■ About this exercise ■
The result should be every line in the data below that carries the string "trim".

■ Data records ■
===============

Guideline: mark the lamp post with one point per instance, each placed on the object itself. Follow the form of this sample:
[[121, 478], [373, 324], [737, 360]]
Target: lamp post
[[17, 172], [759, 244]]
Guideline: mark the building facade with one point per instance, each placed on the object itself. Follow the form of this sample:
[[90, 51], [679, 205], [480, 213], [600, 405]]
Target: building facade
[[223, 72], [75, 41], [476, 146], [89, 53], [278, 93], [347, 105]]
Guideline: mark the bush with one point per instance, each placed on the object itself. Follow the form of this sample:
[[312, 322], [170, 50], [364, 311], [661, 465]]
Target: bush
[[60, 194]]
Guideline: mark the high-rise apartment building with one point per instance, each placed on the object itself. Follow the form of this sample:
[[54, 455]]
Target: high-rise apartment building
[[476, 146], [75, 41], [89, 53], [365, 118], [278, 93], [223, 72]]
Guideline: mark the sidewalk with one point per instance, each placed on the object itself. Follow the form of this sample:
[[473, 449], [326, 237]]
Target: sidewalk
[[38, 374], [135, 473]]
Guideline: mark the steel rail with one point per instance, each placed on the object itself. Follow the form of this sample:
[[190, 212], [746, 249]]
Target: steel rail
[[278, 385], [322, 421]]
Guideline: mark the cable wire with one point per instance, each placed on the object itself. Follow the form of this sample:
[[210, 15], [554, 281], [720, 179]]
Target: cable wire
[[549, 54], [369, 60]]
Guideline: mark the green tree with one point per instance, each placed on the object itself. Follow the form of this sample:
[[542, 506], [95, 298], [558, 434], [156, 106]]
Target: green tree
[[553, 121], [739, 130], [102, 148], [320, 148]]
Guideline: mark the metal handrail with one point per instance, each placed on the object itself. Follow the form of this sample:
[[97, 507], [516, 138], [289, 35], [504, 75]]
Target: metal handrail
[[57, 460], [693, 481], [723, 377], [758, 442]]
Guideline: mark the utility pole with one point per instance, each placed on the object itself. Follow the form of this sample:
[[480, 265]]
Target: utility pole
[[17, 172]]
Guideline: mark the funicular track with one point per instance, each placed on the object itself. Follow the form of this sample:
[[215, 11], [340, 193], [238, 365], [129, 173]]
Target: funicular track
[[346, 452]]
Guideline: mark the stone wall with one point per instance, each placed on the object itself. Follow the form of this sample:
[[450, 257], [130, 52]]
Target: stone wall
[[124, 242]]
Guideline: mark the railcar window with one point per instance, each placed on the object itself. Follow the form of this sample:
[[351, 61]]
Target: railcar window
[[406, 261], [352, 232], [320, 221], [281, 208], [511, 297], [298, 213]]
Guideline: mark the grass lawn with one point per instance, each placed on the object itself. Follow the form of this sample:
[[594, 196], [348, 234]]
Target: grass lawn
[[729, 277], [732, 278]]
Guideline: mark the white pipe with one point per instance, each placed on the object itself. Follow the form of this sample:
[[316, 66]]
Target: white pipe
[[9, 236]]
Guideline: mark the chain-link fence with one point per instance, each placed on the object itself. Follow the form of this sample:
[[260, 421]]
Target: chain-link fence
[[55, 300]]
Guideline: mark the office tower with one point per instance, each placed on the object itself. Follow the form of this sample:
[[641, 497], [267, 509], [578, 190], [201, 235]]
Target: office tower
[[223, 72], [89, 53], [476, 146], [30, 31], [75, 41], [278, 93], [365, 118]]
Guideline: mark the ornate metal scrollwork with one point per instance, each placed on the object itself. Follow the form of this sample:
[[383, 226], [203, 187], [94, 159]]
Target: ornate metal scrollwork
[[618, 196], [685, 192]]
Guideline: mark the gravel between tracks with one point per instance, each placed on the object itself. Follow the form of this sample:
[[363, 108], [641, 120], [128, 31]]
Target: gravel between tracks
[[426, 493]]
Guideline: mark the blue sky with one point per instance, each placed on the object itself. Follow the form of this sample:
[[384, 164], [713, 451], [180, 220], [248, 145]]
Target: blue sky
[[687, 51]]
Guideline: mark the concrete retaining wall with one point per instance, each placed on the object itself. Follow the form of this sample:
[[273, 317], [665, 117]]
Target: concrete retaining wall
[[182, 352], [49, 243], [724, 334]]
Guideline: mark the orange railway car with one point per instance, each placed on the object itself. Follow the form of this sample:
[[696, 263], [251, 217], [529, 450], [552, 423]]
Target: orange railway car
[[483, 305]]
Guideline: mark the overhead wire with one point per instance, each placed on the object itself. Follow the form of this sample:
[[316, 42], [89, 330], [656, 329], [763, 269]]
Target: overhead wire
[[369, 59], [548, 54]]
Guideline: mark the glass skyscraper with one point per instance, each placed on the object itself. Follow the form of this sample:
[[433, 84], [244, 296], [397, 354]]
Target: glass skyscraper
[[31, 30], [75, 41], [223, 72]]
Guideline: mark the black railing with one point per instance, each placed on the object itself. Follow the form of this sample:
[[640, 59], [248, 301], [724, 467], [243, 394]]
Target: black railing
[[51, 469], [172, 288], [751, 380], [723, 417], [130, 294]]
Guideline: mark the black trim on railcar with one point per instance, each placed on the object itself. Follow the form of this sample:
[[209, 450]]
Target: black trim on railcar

===============

■ Exercise output ■
Guideline: mark the black trim on railcar with one point per instance, each placed on the object itself. Follow the form of this sample:
Target: black trim on railcar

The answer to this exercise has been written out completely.